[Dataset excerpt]
• • •

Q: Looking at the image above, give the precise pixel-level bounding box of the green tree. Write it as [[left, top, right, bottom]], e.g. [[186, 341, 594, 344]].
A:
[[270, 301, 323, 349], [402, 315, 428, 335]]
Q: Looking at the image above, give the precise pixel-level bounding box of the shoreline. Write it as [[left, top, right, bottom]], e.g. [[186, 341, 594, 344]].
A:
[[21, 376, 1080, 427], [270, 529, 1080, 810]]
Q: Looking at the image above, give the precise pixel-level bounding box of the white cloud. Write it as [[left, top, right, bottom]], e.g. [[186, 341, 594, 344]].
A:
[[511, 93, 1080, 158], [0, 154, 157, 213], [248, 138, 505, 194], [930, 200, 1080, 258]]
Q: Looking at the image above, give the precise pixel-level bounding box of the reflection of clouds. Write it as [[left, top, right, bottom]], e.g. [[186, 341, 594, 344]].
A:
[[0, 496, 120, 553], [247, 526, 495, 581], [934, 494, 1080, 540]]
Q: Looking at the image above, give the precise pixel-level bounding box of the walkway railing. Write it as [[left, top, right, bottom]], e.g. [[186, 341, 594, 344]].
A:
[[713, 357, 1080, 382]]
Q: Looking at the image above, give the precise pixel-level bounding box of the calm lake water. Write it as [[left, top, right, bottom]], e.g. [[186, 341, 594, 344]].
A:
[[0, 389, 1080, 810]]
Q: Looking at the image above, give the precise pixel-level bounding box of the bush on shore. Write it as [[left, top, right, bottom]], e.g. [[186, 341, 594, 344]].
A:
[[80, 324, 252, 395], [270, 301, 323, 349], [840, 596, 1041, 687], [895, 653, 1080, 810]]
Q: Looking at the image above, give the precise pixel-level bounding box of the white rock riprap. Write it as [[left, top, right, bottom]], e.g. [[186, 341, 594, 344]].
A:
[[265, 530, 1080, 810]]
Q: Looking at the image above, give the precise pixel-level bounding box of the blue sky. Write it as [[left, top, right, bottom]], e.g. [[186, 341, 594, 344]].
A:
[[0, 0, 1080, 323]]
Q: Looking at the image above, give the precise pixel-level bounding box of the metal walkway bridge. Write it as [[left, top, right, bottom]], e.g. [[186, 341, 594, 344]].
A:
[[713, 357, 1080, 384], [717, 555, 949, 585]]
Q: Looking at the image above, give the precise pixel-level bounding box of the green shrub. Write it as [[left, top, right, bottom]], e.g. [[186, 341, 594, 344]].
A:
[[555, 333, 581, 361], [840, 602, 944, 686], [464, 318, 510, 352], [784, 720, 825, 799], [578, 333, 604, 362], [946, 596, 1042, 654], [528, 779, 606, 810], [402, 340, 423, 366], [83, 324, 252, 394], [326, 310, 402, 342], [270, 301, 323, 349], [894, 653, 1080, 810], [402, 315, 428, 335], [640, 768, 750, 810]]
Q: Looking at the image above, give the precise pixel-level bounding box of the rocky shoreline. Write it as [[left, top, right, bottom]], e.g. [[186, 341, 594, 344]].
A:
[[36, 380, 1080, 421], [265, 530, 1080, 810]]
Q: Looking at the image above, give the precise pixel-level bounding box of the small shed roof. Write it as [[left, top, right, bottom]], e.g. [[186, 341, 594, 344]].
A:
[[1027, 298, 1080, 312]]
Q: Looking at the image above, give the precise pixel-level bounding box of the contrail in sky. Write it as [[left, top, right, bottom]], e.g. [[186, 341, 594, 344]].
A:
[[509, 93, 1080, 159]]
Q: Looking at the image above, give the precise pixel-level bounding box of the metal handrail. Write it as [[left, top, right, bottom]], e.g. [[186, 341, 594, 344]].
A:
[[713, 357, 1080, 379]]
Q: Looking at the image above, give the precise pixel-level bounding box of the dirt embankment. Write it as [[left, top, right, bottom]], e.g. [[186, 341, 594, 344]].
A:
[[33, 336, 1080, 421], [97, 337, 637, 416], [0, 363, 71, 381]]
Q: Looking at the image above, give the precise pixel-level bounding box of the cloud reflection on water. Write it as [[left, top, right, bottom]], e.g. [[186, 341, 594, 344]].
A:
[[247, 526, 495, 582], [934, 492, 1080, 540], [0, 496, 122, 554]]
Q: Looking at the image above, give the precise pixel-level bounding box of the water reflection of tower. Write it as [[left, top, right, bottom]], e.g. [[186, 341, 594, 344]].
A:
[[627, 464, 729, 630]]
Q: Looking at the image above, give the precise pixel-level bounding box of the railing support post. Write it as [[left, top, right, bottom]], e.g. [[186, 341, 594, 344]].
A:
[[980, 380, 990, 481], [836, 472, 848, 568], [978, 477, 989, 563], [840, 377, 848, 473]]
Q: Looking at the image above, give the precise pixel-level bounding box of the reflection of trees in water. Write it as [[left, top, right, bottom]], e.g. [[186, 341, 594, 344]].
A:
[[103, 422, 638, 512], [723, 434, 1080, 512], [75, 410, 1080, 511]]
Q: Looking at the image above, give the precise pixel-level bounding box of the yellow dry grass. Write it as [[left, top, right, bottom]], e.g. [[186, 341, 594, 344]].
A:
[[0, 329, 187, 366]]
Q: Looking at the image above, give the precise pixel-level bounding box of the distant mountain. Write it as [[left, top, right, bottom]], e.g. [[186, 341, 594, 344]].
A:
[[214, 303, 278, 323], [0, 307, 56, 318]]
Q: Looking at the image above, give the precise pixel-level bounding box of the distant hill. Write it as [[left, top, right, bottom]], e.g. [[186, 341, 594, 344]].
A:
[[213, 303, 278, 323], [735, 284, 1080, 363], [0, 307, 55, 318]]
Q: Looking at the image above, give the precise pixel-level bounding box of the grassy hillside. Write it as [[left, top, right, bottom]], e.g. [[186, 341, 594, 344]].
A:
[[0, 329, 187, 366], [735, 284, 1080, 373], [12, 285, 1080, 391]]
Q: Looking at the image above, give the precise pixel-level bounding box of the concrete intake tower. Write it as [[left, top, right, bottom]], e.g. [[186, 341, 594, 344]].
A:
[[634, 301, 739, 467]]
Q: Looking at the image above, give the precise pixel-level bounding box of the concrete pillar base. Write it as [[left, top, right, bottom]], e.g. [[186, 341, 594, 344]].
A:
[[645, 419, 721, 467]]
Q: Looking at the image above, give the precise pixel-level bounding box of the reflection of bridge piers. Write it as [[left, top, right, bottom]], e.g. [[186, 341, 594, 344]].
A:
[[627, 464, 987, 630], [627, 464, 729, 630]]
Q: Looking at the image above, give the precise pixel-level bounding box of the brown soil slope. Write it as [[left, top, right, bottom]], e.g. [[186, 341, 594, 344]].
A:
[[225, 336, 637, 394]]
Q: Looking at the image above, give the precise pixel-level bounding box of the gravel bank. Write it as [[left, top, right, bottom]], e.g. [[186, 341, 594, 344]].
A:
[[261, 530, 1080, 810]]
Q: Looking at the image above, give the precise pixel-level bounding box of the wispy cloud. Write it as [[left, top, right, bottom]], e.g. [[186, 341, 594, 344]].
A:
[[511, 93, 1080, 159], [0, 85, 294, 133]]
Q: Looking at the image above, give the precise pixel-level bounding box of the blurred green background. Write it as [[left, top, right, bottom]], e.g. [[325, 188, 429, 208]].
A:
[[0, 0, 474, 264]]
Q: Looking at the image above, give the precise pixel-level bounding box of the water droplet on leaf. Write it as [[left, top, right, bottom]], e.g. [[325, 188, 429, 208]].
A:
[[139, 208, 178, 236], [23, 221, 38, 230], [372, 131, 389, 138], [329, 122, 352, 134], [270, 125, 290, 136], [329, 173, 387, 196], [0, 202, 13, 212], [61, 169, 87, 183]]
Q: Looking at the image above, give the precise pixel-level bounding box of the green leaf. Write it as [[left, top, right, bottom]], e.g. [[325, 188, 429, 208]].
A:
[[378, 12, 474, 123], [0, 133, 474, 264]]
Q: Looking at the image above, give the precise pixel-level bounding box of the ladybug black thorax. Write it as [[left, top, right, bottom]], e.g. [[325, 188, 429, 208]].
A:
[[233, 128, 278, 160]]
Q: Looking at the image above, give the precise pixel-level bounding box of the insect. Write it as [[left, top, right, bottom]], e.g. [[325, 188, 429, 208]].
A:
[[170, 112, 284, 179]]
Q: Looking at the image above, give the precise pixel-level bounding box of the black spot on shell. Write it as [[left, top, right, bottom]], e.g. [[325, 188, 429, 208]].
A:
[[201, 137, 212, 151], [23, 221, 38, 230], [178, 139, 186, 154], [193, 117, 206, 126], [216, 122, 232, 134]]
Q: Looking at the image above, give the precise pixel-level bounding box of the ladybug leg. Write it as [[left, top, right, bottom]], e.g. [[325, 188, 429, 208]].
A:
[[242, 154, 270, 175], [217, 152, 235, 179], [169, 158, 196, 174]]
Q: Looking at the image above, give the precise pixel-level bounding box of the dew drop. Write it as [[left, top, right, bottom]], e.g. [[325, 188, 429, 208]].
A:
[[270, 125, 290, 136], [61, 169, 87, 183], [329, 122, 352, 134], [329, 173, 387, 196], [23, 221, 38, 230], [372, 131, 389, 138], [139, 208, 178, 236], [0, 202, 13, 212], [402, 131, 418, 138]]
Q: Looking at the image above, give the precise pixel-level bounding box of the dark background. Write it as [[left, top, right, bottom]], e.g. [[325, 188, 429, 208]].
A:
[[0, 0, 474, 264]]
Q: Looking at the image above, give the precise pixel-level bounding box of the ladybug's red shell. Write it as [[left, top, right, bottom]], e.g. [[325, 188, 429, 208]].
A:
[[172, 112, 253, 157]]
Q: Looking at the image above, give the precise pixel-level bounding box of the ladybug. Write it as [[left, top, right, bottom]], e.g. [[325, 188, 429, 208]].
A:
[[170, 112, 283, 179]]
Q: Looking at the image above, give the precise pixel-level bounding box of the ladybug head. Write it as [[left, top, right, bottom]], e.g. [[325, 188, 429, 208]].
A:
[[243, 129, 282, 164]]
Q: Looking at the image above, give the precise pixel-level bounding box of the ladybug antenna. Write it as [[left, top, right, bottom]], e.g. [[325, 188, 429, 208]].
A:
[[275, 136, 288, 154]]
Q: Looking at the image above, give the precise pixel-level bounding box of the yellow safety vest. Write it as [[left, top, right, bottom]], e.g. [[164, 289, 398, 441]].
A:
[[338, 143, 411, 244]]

• • •

Directive - Copy the records verbatim, starting at the line that contains "the ladybug antenna." and continuing through the end of the records.

Correct response -
Q: Looking at the image above, give the precise pixel-level bounding box of the ladybug antenna. Write it as [[left, top, right, bottom]], e.g. [[325, 188, 429, 208]].
A:
[[275, 136, 288, 154]]
Q: Looking at the image above, give the precise pixel-level bounding box of the yellow safety vest. Write it as [[left, top, right, bottom]], e.g. [[164, 289, 398, 441]].
A:
[[338, 143, 411, 244]]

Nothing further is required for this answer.